**MATERIAL PROVIDED:**
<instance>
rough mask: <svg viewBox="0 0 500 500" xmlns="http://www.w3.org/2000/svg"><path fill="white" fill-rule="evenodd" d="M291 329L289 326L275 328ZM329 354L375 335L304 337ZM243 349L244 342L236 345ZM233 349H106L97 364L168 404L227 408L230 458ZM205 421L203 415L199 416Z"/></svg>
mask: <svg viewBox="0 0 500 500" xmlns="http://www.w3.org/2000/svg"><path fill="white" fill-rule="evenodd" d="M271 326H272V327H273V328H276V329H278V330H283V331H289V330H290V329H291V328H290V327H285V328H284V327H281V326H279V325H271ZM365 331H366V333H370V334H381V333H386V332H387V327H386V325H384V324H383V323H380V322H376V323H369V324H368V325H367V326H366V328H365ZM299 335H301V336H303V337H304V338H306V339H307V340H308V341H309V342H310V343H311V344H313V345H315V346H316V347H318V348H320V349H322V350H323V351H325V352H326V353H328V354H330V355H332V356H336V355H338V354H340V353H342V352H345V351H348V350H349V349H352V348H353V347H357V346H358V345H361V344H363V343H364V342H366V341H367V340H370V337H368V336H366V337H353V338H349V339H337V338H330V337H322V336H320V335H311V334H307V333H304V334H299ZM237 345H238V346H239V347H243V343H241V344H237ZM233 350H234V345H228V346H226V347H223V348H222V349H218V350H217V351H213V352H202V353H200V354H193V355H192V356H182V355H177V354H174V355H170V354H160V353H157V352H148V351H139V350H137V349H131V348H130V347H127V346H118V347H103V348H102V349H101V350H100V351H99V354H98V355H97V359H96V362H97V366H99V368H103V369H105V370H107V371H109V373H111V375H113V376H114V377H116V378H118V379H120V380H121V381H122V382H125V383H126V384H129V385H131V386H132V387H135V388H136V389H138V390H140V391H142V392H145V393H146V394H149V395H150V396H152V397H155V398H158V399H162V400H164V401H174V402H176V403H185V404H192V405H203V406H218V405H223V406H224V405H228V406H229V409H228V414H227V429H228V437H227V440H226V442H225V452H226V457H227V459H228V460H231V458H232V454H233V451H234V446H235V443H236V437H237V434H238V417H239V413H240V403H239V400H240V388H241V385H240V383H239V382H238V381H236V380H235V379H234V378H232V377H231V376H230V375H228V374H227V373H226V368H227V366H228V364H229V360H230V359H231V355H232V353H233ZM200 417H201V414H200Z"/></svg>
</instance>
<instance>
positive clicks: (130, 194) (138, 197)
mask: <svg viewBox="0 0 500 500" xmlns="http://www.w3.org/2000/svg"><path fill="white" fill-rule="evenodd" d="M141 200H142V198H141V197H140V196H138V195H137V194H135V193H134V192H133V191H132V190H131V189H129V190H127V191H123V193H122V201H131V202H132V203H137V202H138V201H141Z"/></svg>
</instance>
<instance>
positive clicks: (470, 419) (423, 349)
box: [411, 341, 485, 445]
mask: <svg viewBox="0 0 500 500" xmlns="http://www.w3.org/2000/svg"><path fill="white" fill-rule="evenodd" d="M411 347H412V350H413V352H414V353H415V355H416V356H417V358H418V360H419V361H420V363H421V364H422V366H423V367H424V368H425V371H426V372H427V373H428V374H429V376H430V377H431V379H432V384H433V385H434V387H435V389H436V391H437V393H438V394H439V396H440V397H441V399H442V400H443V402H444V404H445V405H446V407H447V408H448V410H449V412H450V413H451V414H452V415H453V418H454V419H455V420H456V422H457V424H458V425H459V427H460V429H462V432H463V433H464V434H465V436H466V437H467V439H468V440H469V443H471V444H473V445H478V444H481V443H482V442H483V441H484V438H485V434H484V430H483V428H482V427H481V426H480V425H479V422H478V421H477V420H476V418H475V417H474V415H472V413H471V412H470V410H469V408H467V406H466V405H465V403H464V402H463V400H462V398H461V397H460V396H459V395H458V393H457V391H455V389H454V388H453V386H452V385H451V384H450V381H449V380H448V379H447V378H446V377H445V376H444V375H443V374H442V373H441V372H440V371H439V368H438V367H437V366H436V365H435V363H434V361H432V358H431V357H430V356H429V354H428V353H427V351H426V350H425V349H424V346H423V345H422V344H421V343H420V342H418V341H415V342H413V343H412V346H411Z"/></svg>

**TASK DIRECTIONS:**
Copy out the data from its first line through the line containing "rough mask: <svg", including both of those lines and changing nothing in them.

**RESULT FOR THIS EXERCISE:**
<instance>
rough mask: <svg viewBox="0 0 500 500" xmlns="http://www.w3.org/2000/svg"><path fill="white" fill-rule="evenodd" d="M291 329L289 326L275 328ZM329 354L375 335L304 337ZM243 349L244 342L236 345ZM233 349H106L97 364L168 404L227 408L230 458ZM205 421L203 415L199 416Z"/></svg>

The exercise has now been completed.